**Data extracts**:
::::::

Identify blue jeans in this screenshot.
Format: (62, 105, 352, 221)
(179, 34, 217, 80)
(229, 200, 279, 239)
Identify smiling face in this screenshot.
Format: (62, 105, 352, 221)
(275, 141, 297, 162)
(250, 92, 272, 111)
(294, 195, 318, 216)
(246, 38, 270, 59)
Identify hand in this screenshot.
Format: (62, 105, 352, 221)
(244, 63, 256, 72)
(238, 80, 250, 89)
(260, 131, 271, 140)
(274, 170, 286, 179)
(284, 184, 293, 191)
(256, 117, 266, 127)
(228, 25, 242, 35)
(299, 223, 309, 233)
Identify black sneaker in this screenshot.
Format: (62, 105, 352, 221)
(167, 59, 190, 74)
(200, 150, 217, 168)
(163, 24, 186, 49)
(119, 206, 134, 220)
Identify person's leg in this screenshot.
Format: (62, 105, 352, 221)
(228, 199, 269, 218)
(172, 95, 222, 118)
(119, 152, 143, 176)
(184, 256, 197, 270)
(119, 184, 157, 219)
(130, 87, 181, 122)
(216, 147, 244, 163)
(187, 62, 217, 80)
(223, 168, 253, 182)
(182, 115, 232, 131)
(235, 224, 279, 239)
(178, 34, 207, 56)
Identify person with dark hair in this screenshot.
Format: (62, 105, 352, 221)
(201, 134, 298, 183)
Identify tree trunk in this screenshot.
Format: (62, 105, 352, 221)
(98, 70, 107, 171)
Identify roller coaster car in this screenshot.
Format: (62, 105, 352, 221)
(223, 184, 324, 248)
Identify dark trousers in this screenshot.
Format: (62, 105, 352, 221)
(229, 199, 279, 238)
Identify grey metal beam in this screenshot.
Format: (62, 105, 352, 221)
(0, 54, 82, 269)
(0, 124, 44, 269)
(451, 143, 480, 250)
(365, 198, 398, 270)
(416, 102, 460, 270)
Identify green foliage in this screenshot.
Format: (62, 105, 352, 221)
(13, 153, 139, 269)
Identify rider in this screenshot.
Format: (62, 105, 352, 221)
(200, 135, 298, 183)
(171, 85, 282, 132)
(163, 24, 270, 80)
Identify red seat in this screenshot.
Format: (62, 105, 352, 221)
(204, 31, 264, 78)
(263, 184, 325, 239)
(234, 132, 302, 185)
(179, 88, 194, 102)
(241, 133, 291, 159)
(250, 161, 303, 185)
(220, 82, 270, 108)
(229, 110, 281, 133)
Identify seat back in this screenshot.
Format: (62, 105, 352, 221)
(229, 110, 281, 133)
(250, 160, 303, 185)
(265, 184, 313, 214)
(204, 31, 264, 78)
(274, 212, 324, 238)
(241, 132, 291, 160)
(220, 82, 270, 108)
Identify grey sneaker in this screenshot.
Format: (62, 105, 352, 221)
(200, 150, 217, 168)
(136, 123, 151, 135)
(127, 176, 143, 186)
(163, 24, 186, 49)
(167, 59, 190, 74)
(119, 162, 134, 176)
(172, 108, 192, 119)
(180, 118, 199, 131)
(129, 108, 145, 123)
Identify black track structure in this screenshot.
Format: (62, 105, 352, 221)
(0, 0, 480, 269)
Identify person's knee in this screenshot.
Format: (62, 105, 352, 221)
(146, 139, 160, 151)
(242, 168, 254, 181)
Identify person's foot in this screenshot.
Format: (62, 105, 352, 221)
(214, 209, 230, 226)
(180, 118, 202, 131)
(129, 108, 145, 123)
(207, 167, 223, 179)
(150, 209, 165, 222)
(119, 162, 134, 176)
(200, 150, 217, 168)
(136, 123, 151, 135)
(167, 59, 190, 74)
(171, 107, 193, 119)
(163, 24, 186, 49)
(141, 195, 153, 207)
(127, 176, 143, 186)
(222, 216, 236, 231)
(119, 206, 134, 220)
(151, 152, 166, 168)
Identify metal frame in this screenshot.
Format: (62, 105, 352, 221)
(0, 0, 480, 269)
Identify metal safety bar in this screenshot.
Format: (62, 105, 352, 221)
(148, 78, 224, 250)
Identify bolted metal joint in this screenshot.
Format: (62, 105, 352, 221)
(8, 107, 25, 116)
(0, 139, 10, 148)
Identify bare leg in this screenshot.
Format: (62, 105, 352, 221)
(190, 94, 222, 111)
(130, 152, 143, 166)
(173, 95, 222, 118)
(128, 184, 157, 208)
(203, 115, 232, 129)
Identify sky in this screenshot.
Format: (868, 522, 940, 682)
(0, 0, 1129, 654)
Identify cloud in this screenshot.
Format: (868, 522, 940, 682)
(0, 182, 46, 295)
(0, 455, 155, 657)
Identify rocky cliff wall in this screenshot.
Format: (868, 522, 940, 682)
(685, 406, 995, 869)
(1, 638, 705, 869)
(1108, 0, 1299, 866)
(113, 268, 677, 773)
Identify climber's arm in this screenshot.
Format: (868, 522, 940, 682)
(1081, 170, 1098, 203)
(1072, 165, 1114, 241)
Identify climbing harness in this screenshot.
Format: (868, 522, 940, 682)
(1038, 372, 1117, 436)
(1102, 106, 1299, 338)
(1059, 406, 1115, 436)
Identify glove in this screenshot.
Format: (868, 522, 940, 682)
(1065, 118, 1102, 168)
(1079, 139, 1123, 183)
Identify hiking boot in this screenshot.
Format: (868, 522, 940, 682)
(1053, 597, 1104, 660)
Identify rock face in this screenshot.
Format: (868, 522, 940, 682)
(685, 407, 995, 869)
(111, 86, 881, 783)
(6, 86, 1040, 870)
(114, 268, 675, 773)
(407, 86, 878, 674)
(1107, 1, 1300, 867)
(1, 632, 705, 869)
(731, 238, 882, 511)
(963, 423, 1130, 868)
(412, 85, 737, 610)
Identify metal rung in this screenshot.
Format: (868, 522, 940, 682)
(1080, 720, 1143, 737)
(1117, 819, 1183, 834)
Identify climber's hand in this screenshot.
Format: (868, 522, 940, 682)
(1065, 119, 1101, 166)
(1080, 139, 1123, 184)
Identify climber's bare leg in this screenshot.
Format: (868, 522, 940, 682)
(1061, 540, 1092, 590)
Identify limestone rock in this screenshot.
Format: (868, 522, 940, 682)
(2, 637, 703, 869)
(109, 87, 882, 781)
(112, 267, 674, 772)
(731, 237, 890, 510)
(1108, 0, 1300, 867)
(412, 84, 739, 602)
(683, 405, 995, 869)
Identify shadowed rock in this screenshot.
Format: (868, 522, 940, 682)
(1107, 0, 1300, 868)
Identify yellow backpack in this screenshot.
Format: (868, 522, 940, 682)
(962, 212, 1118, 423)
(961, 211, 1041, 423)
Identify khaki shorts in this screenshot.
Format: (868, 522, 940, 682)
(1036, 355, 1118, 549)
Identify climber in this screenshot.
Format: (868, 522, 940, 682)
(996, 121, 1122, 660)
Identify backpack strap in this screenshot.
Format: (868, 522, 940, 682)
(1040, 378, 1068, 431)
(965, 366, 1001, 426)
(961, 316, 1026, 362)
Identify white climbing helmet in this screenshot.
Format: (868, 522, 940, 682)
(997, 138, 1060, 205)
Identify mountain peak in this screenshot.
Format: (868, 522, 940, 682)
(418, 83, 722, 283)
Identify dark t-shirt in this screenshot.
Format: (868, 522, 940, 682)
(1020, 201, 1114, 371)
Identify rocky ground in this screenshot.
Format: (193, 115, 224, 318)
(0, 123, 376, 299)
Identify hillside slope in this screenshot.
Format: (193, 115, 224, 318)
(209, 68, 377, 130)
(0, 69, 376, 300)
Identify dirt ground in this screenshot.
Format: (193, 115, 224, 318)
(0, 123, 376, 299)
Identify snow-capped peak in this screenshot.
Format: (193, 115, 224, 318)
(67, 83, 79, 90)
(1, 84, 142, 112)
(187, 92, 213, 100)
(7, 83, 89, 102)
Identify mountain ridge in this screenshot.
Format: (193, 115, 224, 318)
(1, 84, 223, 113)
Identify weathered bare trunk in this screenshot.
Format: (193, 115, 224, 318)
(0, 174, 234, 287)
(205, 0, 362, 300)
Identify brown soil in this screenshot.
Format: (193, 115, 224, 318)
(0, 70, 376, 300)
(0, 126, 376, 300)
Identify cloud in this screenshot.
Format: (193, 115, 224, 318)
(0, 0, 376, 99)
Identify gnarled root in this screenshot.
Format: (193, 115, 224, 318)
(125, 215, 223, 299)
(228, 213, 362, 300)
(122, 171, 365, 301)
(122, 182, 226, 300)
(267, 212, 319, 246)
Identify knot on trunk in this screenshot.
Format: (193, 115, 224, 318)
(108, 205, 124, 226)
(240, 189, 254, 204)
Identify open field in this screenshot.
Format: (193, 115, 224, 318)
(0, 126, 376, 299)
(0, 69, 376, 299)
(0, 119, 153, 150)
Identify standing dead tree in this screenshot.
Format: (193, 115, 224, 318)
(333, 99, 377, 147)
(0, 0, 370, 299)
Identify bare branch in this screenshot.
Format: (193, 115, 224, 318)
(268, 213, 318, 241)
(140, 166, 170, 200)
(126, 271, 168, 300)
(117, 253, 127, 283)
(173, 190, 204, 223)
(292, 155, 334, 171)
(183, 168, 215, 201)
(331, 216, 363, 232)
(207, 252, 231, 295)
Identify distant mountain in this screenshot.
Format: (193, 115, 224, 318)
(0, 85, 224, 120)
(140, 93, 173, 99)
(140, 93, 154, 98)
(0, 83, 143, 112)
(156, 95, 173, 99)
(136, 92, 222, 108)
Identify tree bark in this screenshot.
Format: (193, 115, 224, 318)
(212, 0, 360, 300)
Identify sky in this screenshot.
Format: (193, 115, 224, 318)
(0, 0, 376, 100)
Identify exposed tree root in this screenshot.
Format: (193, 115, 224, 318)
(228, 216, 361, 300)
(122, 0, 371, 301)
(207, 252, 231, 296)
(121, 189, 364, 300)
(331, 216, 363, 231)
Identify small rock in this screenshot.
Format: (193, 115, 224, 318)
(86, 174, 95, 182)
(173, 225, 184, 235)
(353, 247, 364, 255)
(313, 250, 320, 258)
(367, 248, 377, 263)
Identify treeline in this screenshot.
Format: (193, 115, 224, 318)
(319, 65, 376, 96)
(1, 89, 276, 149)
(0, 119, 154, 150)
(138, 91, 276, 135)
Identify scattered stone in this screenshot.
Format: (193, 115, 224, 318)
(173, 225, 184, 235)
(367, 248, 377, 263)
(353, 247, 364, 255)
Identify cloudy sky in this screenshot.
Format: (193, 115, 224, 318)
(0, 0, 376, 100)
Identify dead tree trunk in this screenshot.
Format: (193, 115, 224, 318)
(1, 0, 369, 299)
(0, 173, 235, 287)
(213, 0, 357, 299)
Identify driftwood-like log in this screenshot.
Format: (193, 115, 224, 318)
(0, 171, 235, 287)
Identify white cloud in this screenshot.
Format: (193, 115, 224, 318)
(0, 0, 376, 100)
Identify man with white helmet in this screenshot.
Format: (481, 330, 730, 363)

::::::

**Task objective**:
Repeat exactly the lines that run from the opening of the listing through the line holding "Identify hand in this screenshot.". Leave out everything else.

**Exercise result**:
Identify blue jeans in this screenshot.
Format: (62, 105, 352, 221)
(179, 34, 217, 80)
(229, 200, 279, 239)
Identify smiling face in this screenshot.
Format: (62, 105, 352, 221)
(275, 141, 297, 162)
(250, 92, 272, 111)
(294, 195, 318, 216)
(246, 38, 270, 59)
Identify hand in this screenshot.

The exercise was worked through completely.